● **Excerpt provided**
=-=-=-=-=
My friend and co-worker, Sarah* sat at her desk that Autumn morning anxious. She had found a lump a few weeks back and it was the morning that the results were due. We were all anxious. We were an office full of women clicking away at their computers trying to work but fully aware that life changing news was on its way. I am not sure how she was able to get to work that day, in such a put together manner. Her hair was done precisely and her make-up perfectly in its place. The phone rang, and we all stopped clicking and clacking away at our keyboards. It became very silent in the small office. Not a breath in the room was spent while Sarah listened closely to what the doctor had to tell her.
She quietly hung up the phone and walked to a private office. We knew it was bad and that she had breast cancer.
The month would end with her planning for a life event she had not expected. Being a single mom with 3 kids, ages ranging from 4 to 14 was going to get a lot more complicated. Sarah was in and out of work the rest of the year, as she underwent a series of procedures and surgeries. When she was back at her desk she worked with a smile on her face even while in pain. She inspired me. In an attempt to eradicate the deadly cells from her body she went for the double mastectomy, a surgery that is intense on so many levels. Just last week and nearly 1 year from her date of diagnosis, she had one of her last reconstructive surgeries and is cancer free. We all are thankful that she is healthy again and of course being the hard worker that she is, you can find her already back at work.
=-=-=-=-=
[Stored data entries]
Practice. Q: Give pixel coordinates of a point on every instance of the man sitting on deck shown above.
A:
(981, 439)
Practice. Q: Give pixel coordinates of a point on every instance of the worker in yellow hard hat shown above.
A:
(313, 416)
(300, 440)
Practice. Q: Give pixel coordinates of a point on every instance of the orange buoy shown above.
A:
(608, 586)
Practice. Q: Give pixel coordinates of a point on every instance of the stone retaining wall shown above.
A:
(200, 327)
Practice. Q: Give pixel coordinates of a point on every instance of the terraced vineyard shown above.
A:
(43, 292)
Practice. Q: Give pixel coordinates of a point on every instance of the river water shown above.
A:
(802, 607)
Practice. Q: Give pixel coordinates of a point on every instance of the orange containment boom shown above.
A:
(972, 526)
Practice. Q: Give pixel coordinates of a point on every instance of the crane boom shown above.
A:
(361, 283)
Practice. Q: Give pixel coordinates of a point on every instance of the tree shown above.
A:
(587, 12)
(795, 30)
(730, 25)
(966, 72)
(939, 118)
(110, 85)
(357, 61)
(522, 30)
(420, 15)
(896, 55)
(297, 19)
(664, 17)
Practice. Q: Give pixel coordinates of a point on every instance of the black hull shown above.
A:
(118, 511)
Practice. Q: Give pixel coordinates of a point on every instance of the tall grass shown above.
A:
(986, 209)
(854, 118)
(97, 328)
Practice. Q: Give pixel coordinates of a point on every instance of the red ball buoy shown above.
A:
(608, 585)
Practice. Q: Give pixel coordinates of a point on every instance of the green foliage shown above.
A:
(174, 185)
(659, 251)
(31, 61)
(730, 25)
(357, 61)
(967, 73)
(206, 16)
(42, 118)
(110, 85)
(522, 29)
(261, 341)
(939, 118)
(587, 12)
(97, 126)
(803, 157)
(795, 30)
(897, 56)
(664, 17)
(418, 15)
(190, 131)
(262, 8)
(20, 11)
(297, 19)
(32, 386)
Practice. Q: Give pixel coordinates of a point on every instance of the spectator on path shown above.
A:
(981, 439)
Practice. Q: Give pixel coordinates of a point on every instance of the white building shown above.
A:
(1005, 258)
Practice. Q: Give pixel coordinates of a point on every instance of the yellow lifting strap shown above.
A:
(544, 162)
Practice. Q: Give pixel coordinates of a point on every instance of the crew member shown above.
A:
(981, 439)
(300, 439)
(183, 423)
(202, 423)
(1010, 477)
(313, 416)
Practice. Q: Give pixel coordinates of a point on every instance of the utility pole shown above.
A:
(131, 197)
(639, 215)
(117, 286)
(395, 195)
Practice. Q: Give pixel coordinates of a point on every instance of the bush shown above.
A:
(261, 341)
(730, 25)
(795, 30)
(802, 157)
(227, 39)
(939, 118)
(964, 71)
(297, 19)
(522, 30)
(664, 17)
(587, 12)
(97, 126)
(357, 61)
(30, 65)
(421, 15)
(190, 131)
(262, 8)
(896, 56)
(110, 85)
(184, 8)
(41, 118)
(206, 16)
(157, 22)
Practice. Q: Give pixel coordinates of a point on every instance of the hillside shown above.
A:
=-=-=-=-=
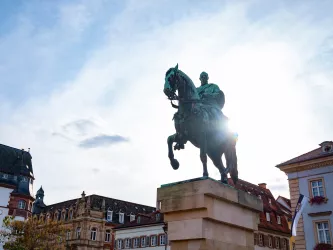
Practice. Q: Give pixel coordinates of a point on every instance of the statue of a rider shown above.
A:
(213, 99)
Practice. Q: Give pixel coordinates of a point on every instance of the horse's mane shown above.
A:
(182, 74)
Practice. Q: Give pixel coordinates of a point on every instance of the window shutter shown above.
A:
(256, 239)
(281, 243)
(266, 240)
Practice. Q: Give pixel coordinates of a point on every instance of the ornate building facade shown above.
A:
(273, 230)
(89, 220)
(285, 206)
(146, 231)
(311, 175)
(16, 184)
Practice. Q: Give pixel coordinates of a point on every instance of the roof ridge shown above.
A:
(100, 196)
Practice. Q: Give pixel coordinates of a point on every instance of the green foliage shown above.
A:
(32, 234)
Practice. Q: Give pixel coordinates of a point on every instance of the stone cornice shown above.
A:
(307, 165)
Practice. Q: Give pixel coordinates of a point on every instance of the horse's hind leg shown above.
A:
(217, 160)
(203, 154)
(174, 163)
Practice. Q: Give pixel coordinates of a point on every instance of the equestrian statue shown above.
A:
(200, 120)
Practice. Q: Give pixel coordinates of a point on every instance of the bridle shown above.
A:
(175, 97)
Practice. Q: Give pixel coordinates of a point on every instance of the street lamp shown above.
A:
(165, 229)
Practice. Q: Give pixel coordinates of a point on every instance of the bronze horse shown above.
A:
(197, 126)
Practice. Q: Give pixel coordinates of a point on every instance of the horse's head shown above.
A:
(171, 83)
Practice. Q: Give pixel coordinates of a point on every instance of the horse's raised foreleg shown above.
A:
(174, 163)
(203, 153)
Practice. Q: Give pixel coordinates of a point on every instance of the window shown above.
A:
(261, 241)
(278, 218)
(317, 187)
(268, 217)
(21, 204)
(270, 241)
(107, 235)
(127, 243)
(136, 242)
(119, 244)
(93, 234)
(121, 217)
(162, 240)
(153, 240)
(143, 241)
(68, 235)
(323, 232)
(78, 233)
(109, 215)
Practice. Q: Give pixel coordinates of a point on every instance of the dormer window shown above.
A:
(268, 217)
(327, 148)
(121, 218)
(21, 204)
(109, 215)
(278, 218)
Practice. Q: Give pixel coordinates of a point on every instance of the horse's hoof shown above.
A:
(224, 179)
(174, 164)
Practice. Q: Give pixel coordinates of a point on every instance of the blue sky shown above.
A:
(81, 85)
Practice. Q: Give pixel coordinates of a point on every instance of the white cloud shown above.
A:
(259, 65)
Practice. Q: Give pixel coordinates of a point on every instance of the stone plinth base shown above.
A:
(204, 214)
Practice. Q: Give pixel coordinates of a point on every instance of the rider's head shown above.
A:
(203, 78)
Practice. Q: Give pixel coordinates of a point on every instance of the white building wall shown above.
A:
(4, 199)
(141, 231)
=-=-=-=-=
● **Apply what you read**
• 1. Rewrite the part of the account of a co-worker's breast cancer starting with "My friend and" and going on through "to tell her.", putting "nervous" wherever "anxious" appears.
• 2. According to the account of a co-worker's breast cancer, about how long after her diagnosis did Sarah have one of her last reconstructive surgeries?

● **Responses to the exercise**
• 1.
My friend and co-worker, Sarah* sat at her desk that Autumn morning nervous. She had found a lump a few weeks back and it was the morning that the results were due. We were all nervous. We were an office full of women clicking away at their computers trying to work but fully aware that life changing news was on its way. I am not sure how she was able to get to work that day, in such a put together manner. Her hair was done precisely and her make-up perfectly in its place. The phone rang, and we all stopped clicking and clacking away at our keyboards. It became very silent in the small office. Not a breath in the room was spent while Sarah listened closely to what the doctor had to tell her.

• 2. Nearly 1 year after her diagnosis.